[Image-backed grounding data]
####################
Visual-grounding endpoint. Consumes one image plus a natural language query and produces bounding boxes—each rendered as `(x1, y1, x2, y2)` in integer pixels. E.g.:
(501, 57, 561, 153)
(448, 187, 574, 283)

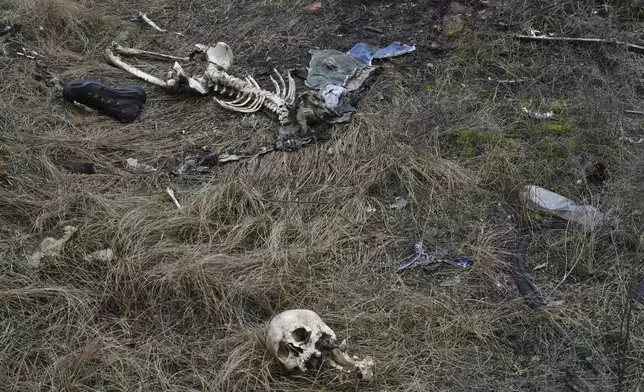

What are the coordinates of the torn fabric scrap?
(347, 42, 416, 66)
(396, 241, 473, 273)
(305, 49, 377, 124)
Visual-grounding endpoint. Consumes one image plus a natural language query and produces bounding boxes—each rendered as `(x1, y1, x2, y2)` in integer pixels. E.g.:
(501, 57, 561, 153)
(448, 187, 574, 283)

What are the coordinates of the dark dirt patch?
(116, 0, 465, 77)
####################
*The task*
Each entry above should be copied word for word, with the images omitted.

*Result below*
Visual-grounding endpoint. Consumes one image plus a natural language query and produces bounding boxes—each rendered as `(x1, y1, x2, y2)` in integer pixels. E.g.:
(501, 57, 561, 153)
(448, 187, 574, 283)


What are the coordinates of the torn fabric scrap?
(347, 42, 416, 66)
(396, 241, 473, 273)
(305, 49, 377, 124)
Visual-grounding endpoint. Consumes one image plus a natural language query and produces bounding boxes—each rendered as `(x1, y1, x2, y2)` in integer pixels. E.g.:
(501, 57, 561, 153)
(448, 187, 574, 283)

What are the coordinates of the dark dirt patch?
(116, 0, 465, 77)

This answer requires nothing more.